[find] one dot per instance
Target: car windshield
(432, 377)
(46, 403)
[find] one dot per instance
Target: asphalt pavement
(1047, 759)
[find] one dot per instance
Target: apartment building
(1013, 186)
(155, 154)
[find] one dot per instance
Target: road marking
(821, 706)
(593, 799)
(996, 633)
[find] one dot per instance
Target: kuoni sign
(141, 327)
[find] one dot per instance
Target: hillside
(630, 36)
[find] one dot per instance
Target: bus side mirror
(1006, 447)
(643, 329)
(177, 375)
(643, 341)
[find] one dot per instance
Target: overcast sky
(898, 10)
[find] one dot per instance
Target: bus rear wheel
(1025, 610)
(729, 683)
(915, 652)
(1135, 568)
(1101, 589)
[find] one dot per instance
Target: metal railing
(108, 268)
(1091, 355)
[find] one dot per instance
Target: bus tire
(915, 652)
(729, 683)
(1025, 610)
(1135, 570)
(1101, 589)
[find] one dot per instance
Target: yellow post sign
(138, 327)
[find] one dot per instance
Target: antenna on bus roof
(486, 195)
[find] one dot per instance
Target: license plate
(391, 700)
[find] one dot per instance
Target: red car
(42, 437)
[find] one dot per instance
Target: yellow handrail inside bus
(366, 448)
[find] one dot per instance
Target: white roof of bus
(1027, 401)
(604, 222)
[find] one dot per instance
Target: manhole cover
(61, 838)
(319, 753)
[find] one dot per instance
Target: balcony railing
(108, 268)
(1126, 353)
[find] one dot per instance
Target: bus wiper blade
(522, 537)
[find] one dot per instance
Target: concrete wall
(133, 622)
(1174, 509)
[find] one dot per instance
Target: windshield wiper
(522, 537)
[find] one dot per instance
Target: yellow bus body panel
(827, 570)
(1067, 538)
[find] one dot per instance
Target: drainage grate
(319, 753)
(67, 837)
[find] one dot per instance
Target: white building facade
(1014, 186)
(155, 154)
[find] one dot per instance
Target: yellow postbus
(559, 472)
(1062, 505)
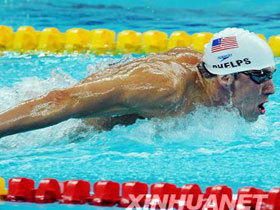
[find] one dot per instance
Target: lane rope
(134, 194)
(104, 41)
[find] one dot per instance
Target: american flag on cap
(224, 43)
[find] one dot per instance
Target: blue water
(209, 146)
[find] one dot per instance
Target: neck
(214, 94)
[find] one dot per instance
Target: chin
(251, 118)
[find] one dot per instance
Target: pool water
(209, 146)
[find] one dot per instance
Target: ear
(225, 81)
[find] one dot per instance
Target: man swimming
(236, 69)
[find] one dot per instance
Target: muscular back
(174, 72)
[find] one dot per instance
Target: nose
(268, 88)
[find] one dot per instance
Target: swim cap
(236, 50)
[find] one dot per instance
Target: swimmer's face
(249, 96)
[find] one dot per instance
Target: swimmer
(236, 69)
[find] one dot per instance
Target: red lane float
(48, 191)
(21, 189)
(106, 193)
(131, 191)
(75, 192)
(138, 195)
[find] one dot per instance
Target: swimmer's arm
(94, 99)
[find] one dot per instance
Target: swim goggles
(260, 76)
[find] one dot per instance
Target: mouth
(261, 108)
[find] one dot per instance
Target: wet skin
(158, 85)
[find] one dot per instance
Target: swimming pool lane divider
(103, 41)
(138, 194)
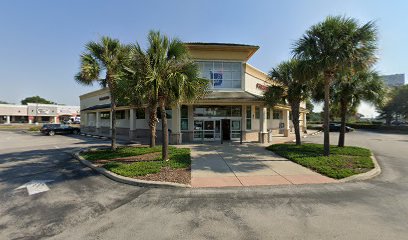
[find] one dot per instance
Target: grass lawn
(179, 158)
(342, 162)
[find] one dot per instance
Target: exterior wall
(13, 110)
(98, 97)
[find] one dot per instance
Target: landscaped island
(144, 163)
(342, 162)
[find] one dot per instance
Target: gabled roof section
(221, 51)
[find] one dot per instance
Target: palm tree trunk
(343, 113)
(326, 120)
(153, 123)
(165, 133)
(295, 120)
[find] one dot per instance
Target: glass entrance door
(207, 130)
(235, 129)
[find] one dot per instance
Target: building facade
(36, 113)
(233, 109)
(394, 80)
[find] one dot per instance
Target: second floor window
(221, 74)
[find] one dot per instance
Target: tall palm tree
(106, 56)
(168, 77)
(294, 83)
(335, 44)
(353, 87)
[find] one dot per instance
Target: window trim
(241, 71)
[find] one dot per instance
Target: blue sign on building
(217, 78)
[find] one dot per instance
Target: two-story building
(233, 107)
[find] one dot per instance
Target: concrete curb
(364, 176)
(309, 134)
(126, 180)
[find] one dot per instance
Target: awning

EXERCISE BRIEF
Copy out every line of the material above precisely, omitting the pictures.

ANSWER FOR THE TASK
[find] one dot per instance
Target: car windshield
(432, 377)
(46, 403)
[find] one dot per instance
Target: asphalt pavement
(1047, 759)
[find] one dot per instance
Target: apartment building
(1013, 186)
(155, 154)
[find] one dot per instance
Target: road marking
(821, 706)
(593, 799)
(996, 633)
[find] one dot per instance
Target: kuoni sign
(141, 327)
[find] one dot per instance
Target: hillside
(630, 36)
[find] one dot per instance
Target: bus side mirror
(1006, 447)
(643, 329)
(177, 375)
(643, 341)
[find] one dot per instance
Target: overcast sky
(898, 10)
[find] one dot per instance
Target: bus rear wheel
(1025, 610)
(729, 683)
(915, 652)
(1135, 568)
(1101, 589)
[find] one dot per instance
Target: metal railing
(108, 268)
(1091, 355)
[find] one dot per instance
Target: bus tire
(915, 652)
(729, 683)
(1025, 610)
(1135, 570)
(1101, 589)
[find] one dot per instance
Target: yellow post sign
(138, 327)
[find] one dot per instance
Target: antenna on bus roof
(486, 195)
[find] one dot per instance
Target: license plate
(391, 700)
[find] one dot per instance
Target: red car
(42, 437)
[find] one dot per instance
Target: yellow handrail inside bus
(366, 448)
[find] one dot per instance
Target: white roof of bus
(1027, 401)
(604, 222)
[find] one dot per instance
Target: manhole cover
(61, 838)
(319, 753)
[find] one dot per instance
Target: balcony railing
(108, 268)
(1126, 353)
[find] one dot per instance
Target: bus wiper blade
(522, 537)
[find] one dot per instance
Target: concrete wall
(133, 622)
(1174, 509)
[find] one dot per instance
Target: windshield wiper
(522, 537)
[find] one dot per instance
Target: yellow bus body panel
(827, 570)
(1067, 538)
[find] one dot per instance
Target: drainage grate
(319, 753)
(67, 837)
[find] one dot per instance
Target: white building facade
(1014, 186)
(155, 154)
[find] one dot per instance
Target: yellow postbus
(559, 472)
(1062, 505)
[find] one dot per instance
Target: lane rope
(134, 194)
(104, 41)
[find] one dot per instance
Target: american flag on cap
(224, 43)
[find] one dot per instance
Target: blue water
(209, 146)
[find] one dot per instance
Target: neck
(214, 94)
[find] one dot per instance
Target: chin
(251, 118)
[find] one dot per instance
Target: pool water
(209, 146)
[find] one dot per instance
Target: ear
(225, 81)
[find] one dot per instance
Target: man swimming
(236, 69)
[find] one dot per instance
Target: muscular back
(174, 72)
[find] one dot per instance
Target: nose
(268, 88)
[find] one dot per instance
Target: swim cap
(236, 50)
[find] one dot per instance
Target: swimmer's face
(249, 96)
[find] one dot per instance
Target: swimmer
(236, 69)
[find] one dot per instance
Target: red lane float
(48, 191)
(21, 189)
(106, 193)
(131, 191)
(75, 192)
(138, 195)
[find] one dot per instance
Target: swimmer's arm
(94, 99)
[find] one dot per instance
Target: swim goggles
(260, 76)
[find] one dot per instance
Target: mouth
(261, 108)
[find] one dot per instance
Target: wet skin
(158, 85)
[find] one dot per instance
Target: swimming pool lane divider
(103, 41)
(138, 194)
[find] one dot per instance
Target: grass lawn
(179, 158)
(342, 162)
[find] one dot per instance
Target: exterior wall
(13, 110)
(98, 97)
[find] one dot per instance
Target: landscaped island
(144, 163)
(342, 162)
[find] one dot per instance
Target: gabled roof section
(221, 51)
[find] one dot per instance
Target: palm tree trunk
(343, 113)
(326, 120)
(153, 123)
(165, 133)
(295, 120)
[find] one dot per instance
Target: glass entrance door
(207, 130)
(235, 129)
[find] one dot per instance
Target: building facade
(36, 113)
(233, 109)
(394, 80)
[find] one dot per instance
Target: second floor window
(221, 74)
[find] one dot per instance
Target: tall palm tree
(106, 56)
(168, 77)
(294, 83)
(335, 44)
(353, 87)
[find] one dot per instance
Target: window trim
(241, 71)
[find] one dot per instance
Target: blue sign on building
(217, 78)
[find] one dot per instance
Target: two-story building
(233, 107)
[find] one dot per instance
Target: concrete curb
(364, 176)
(309, 134)
(126, 180)
[find] one dot per instance
Target: awning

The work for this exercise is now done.